[SELECTED PASSAGE — start]
But the Chinese who sought refuge in New York were greeted with a Bronx cheer. Indeed, New Yorkers had their own history of racist violence: during the bloody Draft Riots of 1863, mobs of poor Irish protesters, angry about a Civil War draft replete with loopholes for the rich, turned on colored people, burning down the Colored Orphan Asylum, lynching and mutilating blacks, and attacking the Chinese in the Fourth Ward. Then, when the first Chinese work crews were shipped East as unwitting scabs in 1870, Democratic New Yorkers responded in time-honored fashion: with a vitriolic rally in Tompkins Square. Official New York made its appearance, in the form of mayor A. Oakey Hall, a Tammany man. (Immigrant-driven Tammany had little use for Asians: denied the right to naturalize, they couldn't vote.)
Despite everything, Asian Americans fought back. One spring day in 1893, a laundryman named Fong Yue Ting, along with one of his Mott Street neighbors and another laundryman, walked up to the Federal Building and got himself arrested. Fong and his friends were making a show of their refusal to carry internal passports--photo IDs similar to the passes blacks had to have under South African apartheid. The registration law was denounced by Wong Chin Foo, whose recently-formed Chinese Equal Rights League filled Cooper Union with supporters, and Fong's case made it all the way to the Supreme Court.
[SELECTED PASSAGE — finish]
[DATASET EXTRACT — start]
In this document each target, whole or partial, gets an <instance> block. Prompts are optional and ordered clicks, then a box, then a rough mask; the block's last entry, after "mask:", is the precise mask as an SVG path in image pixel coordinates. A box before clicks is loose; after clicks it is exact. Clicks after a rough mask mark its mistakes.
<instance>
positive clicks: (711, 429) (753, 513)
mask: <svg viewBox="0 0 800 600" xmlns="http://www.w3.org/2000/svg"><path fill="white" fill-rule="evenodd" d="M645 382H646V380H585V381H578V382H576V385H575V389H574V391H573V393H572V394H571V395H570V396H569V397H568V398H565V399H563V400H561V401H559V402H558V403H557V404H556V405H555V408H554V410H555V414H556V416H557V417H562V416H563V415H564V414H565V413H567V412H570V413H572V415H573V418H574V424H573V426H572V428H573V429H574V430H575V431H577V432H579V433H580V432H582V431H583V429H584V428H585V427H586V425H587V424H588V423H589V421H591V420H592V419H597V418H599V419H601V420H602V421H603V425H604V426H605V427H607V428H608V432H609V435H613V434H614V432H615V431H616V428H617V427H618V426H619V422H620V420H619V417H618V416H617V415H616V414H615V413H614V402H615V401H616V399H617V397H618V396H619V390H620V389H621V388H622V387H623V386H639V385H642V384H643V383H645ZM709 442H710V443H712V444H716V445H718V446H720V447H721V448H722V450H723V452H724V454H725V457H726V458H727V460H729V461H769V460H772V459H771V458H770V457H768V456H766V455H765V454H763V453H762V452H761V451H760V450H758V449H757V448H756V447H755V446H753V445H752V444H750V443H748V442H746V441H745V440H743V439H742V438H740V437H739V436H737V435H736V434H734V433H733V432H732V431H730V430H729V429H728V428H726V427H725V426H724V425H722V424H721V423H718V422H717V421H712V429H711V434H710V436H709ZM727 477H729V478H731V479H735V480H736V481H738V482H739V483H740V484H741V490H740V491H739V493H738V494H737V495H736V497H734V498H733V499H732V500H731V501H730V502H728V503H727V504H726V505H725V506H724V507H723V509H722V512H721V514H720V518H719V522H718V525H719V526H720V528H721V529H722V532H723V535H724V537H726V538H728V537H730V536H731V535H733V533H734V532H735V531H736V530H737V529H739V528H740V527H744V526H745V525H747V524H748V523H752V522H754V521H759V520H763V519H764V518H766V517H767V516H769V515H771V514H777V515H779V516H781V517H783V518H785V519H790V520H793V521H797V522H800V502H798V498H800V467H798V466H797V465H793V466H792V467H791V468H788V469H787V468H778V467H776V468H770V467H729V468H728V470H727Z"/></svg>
[DATASET EXTRACT — finish]
◆ **WORK ORDER**: Pick up the passage on Chinese New Yorkers in the late nineteenth century after its final sentence and continue writing it.

◆ **RESULT FOR THIS TASK**:
In fact, the pass law challenge was just one of many. Early Asian immigrants were true Americans in at least this sense: they were intensely litigious, filing thousands of suits and arguing hundreds of appeals before the Supreme Court. Sadly, most were lost causes: within a few weeks Fong and friends were sailing to China, deported from the country that had been their home their entire adult lives.
GHETTOIZED ASIAN New Yorkers were isolated by the infamous exclusion laws; still, winds of change blew in from across the Pacific. The denial of citizenship to Asian Americans had the effect of encouraging a transnational sense of community, and Asian New Yorkers were transfixed by revolutionary goings-on in their countries of origin. When Sun Yat-sen brought his insurrectionary message to New York in 1904 (to be hailed by Wong Chin Foo among others), he began a parade of radicals arriving in the city, including anti-Japanese Korean nationalists, Indian anticolonialists, Chinese communists, Filipino anti-Marcos stalwarts, even Ho Chi Minh (who lived for a time in Harlem).
By the time the Depression hit, Asian America was awash in revolutionary ideas, which inevitably helped prompt Asian New Yorkers to question their own entrenched establishments--both non-Asian and Asian.
In 1933, for example, after New York's Board of Aldermen passed a discriminatory Laundry Tax targeting the Chinese (the law required a $1000 bond from hand laundries that typically made about half that in profit each year), laundrymen threw themselves into a battle against both New York's government and the power structure of Chinatown, embodied by the estimable burghers of the Chinese Consolidated Benevolent Association.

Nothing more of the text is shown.